» **La consigne**
Pouvez-vous afficher chaque ligne des items ci-dessous qui contient le mot « roof » ? La casse compte.

□ □ □ □ □

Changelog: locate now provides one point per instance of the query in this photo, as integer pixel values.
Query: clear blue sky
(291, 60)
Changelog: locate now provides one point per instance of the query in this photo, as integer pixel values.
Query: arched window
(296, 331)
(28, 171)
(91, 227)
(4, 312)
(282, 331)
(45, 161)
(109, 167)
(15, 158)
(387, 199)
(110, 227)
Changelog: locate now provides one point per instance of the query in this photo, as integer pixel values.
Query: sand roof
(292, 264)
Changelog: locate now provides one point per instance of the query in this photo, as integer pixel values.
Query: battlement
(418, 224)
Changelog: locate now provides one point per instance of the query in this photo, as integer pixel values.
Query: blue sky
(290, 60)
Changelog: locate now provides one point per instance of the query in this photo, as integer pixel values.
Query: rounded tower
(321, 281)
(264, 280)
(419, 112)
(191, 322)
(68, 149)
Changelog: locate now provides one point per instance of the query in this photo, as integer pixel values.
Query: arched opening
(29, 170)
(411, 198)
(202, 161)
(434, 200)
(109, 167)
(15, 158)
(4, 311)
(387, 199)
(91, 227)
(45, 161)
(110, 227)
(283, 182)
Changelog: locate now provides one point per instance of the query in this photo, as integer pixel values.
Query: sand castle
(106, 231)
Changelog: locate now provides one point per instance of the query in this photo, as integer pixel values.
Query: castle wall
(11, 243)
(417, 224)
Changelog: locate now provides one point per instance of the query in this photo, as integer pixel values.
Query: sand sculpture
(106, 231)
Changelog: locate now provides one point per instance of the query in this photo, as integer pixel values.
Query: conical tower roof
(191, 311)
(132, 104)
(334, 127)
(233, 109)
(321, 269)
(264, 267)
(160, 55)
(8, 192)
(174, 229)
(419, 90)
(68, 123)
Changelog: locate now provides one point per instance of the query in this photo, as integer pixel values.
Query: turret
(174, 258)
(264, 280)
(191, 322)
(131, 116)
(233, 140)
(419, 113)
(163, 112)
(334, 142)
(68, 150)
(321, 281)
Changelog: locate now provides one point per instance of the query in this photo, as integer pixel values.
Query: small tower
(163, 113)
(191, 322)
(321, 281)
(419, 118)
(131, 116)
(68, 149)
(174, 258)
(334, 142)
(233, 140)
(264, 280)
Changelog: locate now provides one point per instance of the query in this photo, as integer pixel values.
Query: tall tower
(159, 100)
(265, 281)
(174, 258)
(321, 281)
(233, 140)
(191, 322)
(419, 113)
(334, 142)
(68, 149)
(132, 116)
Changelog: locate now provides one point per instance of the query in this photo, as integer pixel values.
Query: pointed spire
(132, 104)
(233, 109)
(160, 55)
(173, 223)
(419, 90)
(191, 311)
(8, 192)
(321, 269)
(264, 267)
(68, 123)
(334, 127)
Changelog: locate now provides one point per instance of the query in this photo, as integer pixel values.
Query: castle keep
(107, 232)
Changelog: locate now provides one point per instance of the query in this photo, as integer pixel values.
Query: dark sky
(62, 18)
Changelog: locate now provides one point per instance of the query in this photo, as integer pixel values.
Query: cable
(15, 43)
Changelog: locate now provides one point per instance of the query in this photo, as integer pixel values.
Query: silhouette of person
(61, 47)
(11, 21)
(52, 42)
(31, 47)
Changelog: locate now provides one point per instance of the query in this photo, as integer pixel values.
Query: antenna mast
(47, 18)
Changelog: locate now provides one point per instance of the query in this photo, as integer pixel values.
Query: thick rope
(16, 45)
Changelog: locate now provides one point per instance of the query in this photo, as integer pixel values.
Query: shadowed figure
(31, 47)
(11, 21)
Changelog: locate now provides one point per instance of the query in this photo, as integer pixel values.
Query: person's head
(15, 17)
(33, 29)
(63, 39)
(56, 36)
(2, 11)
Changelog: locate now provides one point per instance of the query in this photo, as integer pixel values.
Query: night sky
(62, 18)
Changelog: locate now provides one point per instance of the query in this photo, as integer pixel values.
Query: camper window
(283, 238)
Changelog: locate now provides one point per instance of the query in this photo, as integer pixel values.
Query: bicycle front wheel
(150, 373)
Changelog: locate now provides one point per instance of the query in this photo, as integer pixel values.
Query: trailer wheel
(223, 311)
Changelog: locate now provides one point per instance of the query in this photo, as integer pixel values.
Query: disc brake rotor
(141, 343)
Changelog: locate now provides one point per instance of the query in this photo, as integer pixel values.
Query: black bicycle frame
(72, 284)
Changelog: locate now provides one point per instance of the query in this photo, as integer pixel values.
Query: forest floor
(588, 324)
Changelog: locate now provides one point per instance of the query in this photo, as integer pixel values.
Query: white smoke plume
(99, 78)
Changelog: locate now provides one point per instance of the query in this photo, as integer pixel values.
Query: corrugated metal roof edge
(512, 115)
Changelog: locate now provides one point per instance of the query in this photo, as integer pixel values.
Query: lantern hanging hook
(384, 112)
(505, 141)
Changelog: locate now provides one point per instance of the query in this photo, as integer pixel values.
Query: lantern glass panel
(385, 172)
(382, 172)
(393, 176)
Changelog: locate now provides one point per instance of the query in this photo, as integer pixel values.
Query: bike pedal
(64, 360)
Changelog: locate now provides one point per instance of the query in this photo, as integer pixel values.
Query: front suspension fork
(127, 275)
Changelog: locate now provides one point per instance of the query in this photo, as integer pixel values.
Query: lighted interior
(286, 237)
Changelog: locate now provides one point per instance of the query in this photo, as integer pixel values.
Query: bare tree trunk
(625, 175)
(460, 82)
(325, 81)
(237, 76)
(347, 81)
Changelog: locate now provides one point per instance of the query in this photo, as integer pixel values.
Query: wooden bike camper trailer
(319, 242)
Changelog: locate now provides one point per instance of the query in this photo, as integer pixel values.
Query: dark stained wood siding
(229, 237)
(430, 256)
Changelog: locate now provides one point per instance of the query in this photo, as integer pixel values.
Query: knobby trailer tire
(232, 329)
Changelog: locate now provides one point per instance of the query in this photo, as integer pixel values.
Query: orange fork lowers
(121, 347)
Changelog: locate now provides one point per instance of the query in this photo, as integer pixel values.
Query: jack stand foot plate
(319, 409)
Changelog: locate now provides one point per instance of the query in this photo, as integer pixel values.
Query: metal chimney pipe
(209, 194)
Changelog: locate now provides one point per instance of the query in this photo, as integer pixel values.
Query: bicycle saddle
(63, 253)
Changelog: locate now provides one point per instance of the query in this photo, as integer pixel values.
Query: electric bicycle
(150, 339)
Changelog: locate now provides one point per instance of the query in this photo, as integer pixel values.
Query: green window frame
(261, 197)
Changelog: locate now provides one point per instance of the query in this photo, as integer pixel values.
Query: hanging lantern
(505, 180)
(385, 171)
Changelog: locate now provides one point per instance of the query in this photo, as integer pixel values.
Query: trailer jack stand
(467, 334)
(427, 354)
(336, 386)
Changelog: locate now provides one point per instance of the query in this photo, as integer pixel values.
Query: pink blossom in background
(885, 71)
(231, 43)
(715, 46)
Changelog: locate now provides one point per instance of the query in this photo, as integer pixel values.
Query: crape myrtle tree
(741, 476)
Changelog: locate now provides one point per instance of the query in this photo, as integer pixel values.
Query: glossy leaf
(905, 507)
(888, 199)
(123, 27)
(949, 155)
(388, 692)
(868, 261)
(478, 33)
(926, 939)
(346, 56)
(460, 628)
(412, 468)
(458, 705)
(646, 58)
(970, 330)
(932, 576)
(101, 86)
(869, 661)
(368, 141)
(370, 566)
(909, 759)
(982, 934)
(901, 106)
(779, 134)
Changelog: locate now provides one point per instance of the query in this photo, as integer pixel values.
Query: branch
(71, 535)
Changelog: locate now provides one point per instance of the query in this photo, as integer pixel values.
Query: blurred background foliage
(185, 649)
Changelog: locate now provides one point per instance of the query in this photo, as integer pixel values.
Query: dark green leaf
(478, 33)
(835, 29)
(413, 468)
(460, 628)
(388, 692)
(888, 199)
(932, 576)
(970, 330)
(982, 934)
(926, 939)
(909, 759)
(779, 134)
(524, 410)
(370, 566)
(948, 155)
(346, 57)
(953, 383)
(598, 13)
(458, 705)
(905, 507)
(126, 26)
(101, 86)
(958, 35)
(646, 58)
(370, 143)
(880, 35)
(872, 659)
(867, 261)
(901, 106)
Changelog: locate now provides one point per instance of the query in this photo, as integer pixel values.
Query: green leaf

□ □ □ □ □

» **Réponse rédigée**
Query: sand roof
Query: conical tower roof
Query: corrugated metal roof edge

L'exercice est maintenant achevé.